* [Amaç A]:
Aşağıdaki kayıtlarda "Mark one point on each instance of the shrub" ifadesini içeren satırdan "(1147, 225)" ifadesini içeren satıra kadar olan satırları, iki uçtaki satırlar da dahil olmak üzere, aynen yazın.

* [Okuma Metni]:
□ □ □ □

'Siyaset rehberlik yapmasa da Türkiye kendisini büyütecek girişimciye sahip'
Gazi Üniversitesi Öğretim Üyesi Doç. Dr. Erdinç Yazıcı, siyaset kurumunun ekonomiye yeteri kadar rehberlik yapamasa bile Türkiye’nin doğal dinamikleriyle kendisini büyütecek, işadamı ve girişimciye sahip olduğunu söyledi
Gazi Üniversitesi Öğretim Üyesi Doç. Dr. Erdinç Yazıcı, 7 Haziran’da Türkiye’nin politik tarihinin en önemli seçimlerinden birisinin yaşandığını söyledi. Türkiye’nin en kötü koalisyon olasılığında bile yüzde 1-2 büyüyeceğini belirten Yazıcı, Başbakan Ahmet Davutoğlu’nun Erdoğan gibi karizmatik bir liderden sonra göreve gelmesinin şanssızlık olduğunu kaydetti. Seçim sonuçlarını değerlendiren Yazıcı, AK Parti’nin kendisini yenileyemediğini, CHP’nin ise Derviş ismini önceden deklare ederek hata yaptığını savundu. Ankara Sohbetleri'ne konuk olan Erdinç Yazıcı, Ankara Temsilcimiz Ferit B. Parlak ve Ankara Haber Müdürümüz Hüseyin Gökçe’nin sorularını cevaplandırdı.

□ □ □ □

* [Verilen Malzeme]:
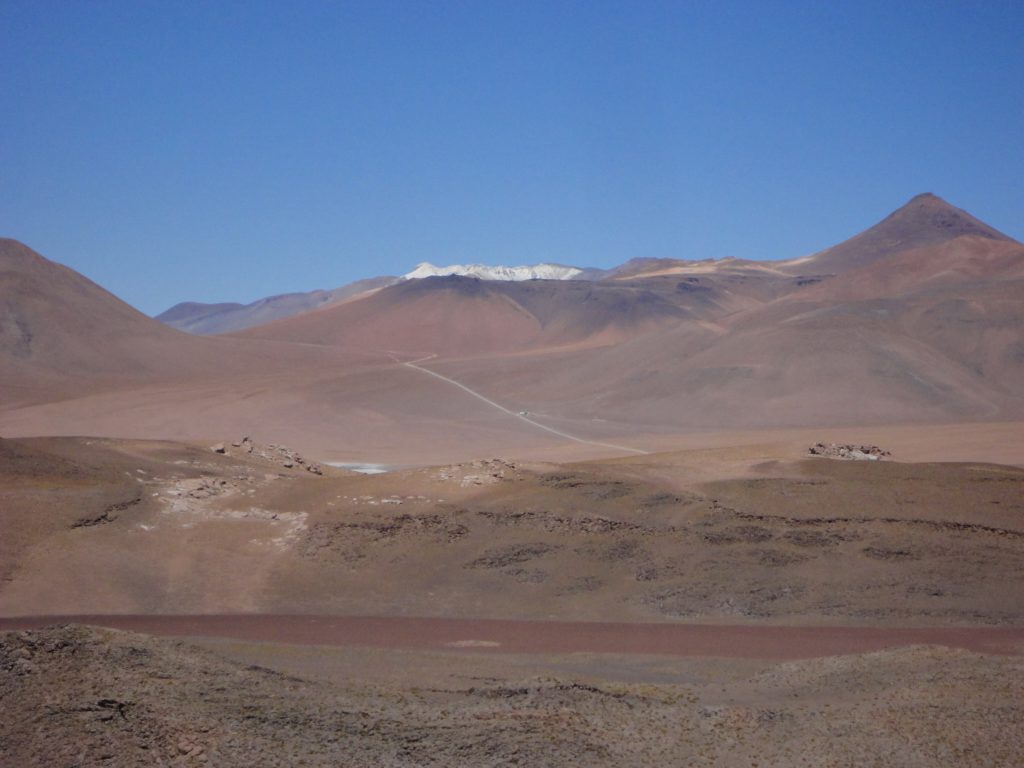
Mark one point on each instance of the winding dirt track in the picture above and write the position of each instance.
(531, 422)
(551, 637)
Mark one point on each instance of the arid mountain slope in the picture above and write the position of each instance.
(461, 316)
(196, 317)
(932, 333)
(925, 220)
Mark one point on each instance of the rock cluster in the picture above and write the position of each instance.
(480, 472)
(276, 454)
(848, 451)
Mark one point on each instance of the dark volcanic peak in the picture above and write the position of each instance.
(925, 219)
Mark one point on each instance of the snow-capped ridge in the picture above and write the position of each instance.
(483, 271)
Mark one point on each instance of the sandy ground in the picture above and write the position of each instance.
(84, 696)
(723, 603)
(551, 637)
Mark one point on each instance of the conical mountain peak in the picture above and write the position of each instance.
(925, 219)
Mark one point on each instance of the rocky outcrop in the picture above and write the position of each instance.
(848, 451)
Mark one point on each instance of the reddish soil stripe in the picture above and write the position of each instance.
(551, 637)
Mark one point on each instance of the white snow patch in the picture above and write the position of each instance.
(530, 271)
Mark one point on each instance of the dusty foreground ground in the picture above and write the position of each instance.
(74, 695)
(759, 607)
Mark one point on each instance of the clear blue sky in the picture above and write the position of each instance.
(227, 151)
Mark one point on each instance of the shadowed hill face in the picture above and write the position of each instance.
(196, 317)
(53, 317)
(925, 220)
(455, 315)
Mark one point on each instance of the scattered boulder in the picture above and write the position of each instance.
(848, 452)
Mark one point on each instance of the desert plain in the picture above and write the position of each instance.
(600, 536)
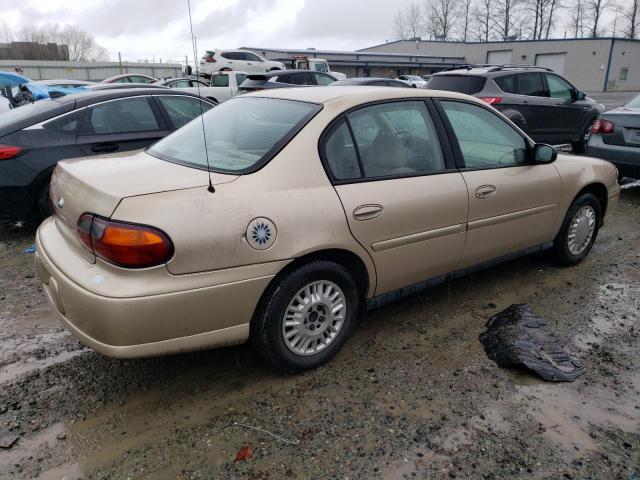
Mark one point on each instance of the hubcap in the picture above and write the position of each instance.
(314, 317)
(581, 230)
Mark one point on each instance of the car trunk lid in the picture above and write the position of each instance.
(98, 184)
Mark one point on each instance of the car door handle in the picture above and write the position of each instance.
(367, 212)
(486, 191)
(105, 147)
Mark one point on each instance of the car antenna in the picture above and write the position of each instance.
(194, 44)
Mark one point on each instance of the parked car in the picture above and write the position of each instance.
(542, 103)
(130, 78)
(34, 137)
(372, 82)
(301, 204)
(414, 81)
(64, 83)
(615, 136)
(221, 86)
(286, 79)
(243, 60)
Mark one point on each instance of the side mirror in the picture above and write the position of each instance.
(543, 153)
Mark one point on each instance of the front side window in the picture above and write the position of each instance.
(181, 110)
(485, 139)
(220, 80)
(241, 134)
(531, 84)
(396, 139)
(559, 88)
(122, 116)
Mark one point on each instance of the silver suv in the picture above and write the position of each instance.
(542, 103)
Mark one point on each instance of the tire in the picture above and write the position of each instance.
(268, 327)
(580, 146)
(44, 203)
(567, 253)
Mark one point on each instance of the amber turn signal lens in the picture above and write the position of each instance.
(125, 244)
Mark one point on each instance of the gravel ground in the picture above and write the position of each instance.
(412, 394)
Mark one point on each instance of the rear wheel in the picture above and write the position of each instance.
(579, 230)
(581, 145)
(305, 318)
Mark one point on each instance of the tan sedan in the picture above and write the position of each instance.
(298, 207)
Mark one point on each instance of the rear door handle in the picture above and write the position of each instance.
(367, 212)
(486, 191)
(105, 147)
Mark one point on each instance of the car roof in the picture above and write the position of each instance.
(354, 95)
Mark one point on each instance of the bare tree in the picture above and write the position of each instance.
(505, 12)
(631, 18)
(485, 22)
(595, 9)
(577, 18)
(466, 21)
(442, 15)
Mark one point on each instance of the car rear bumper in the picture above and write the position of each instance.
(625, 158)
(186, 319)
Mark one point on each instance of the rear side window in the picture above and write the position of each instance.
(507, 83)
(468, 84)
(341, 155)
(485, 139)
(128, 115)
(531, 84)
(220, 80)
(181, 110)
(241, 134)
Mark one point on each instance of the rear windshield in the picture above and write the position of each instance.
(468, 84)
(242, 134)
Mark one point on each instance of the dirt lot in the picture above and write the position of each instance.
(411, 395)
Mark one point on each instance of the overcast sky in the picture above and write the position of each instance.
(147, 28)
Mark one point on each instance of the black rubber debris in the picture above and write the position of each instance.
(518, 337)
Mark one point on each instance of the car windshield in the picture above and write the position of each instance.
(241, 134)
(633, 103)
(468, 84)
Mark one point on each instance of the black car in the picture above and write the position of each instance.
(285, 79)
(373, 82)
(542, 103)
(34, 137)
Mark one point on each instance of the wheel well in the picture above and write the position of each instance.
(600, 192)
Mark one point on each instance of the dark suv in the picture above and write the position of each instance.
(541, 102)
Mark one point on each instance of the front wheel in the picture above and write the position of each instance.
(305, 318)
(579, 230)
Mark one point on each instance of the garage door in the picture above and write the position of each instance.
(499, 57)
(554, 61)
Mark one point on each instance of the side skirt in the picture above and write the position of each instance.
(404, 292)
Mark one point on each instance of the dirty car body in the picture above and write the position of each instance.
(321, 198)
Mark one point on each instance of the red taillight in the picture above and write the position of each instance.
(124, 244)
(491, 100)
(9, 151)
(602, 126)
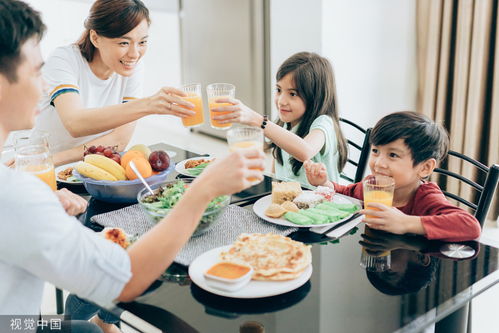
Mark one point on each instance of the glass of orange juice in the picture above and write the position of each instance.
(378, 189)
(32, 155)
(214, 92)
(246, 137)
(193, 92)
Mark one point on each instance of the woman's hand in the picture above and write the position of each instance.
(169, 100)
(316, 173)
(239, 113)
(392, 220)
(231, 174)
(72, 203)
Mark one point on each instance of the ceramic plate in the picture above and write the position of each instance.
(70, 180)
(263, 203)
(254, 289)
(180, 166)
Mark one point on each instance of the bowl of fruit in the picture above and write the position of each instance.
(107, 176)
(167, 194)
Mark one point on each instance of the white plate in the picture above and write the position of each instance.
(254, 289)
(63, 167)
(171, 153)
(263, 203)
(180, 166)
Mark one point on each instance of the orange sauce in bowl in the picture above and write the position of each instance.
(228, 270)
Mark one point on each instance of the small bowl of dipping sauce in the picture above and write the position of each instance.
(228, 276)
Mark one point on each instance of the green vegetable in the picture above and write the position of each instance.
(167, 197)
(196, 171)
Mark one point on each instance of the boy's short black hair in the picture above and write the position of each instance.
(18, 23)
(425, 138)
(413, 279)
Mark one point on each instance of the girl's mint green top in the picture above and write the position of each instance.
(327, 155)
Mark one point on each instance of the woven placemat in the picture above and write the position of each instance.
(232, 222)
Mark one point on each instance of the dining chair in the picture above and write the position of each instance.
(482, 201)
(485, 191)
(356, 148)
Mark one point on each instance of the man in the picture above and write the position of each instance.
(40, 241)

□ □ □ □

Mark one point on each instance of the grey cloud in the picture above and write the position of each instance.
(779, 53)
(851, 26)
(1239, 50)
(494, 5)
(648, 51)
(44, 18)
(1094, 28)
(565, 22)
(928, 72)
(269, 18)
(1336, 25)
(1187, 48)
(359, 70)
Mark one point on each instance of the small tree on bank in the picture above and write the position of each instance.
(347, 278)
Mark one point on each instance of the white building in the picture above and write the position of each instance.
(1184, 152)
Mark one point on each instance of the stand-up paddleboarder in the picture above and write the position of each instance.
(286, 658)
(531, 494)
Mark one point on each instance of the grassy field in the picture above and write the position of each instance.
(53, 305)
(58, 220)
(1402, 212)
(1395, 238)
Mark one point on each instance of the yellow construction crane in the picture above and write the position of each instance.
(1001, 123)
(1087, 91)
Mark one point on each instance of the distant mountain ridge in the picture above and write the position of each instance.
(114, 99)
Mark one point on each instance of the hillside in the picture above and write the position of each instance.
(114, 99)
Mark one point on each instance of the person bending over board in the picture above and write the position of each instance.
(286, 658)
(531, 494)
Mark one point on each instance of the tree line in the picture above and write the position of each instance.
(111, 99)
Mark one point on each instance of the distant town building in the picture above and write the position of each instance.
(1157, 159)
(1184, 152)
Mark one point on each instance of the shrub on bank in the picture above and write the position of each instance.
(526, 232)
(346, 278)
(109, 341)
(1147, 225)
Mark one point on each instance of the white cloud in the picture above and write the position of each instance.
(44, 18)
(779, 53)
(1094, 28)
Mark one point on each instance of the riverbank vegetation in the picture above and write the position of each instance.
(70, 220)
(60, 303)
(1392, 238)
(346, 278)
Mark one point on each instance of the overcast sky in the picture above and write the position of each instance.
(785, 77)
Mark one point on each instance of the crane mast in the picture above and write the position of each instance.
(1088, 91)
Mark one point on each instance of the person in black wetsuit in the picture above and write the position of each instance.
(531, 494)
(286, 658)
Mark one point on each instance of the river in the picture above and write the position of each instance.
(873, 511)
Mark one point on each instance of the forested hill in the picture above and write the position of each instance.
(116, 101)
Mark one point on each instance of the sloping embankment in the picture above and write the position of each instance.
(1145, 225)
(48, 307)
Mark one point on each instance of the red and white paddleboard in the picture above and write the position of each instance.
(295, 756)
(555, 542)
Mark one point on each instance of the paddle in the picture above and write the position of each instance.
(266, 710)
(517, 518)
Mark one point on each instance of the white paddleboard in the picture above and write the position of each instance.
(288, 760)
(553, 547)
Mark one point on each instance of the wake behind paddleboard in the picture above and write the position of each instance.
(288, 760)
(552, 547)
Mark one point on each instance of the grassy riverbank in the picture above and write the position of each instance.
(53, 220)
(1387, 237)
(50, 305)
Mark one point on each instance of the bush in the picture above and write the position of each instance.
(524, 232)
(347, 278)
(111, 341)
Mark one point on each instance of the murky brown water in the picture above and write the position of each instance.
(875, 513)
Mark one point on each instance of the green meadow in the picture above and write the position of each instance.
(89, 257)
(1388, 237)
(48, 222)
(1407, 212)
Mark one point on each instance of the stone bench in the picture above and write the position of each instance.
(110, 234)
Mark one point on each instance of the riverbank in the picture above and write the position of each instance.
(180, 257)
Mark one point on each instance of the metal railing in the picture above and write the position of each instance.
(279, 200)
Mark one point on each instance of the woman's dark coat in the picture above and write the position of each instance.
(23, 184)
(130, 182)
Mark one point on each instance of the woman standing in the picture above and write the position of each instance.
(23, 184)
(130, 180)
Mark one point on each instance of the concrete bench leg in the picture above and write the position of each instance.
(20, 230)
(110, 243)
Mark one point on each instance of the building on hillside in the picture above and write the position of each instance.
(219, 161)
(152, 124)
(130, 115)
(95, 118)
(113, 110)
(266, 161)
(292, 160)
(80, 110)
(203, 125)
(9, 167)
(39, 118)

□ □ □ □

* [Amaç B]:
Metne göre Erdinç Yazıcı, en kötü koalisyon olasılığında bile Türkiye'nin yüzde kaç büyüyeceğini söylüyor?

* [Alıştırma Cevabı A]:
Mark one point on each instance of the shrub on bank in the picture above and write the position of each instance.
(526, 232)
(346, 278)
(109, 341)
(1147, 225)

* [Alıştırma Cevabı B]:
Yüzde 1-2.